▶ [TASK INPUT]:
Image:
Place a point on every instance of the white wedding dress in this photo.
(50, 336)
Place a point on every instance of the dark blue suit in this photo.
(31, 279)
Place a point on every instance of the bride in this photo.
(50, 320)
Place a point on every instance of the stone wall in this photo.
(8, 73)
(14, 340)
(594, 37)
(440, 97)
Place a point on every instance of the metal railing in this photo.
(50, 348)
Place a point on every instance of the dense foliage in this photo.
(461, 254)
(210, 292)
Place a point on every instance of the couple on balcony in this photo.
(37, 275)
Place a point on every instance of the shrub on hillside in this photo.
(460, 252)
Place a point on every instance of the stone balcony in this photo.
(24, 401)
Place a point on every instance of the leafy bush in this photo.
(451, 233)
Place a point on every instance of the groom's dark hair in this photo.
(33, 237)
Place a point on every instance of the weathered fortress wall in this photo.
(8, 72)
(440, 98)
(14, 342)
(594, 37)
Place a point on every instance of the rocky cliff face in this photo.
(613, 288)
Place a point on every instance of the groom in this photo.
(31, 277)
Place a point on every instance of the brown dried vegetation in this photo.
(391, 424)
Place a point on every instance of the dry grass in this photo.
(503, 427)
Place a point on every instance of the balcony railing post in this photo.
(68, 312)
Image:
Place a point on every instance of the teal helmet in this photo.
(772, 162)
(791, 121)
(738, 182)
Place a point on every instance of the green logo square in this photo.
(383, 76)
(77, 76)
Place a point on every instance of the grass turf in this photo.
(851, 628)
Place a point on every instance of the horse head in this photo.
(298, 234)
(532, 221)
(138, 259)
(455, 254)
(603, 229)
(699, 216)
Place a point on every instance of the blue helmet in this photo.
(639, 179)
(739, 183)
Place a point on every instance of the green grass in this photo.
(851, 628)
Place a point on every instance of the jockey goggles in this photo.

▶ [JOB]:
Repeat every entry exactly as written above.

▶ [RESULT]:
Image:
Place a point on every instance of the white wedding dress in this photo.
(50, 336)
Place a point on every instance of the dark blue suit in this photo.
(31, 279)
Place a point on every instance of the bride in this photo.
(50, 320)
Place a point on every instance of the stone wall in this photo.
(8, 73)
(14, 340)
(594, 37)
(440, 97)
Place a point on every instance of the metal railing in this photo.
(50, 348)
Place a point on every instance of the dense foliage in this photo.
(461, 254)
(210, 292)
Place a point on every instance of the couple on balcony in this photo.
(37, 275)
Place a point on every instance of the shrub on hillside in this photo.
(460, 252)
Place a point on every instance of the stone balcony in this photo.
(24, 401)
Place a point on every instance of the leafy bush in this photo.
(451, 233)
Place a point on every instance of the groom's dark hair in this photo.
(33, 237)
Place a point on every instance of the weathered fortress wall in this photo.
(8, 72)
(440, 98)
(14, 342)
(594, 37)
Place a point on every instance of the rocky cliff face in this photo.
(613, 288)
Place a point on every instance of the groom in this photo.
(31, 277)
Place a point on every instance of the brown dried vegetation in this photo.
(391, 424)
Place a point on every instance of the dry grass in this photo.
(503, 427)
Place a point on every instance of the balcony railing post in this photo.
(68, 312)
Image:
Place a point on every instance of the teal helmet in this photo.
(772, 162)
(791, 121)
(738, 182)
Place a point on every instance of the green logo square in this photo.
(383, 76)
(77, 76)
Place a point on every instance of the grass turf in this photo.
(851, 628)
Place a point on every instance of the horse head in this photo.
(298, 234)
(532, 221)
(138, 259)
(455, 254)
(603, 229)
(699, 216)
Place a point on every instance of the blue helmet in this photo.
(639, 179)
(739, 183)
Place a point on every instance of the green grass in this photo.
(851, 628)
Place a point on every instance of the jockey goggles in this photo.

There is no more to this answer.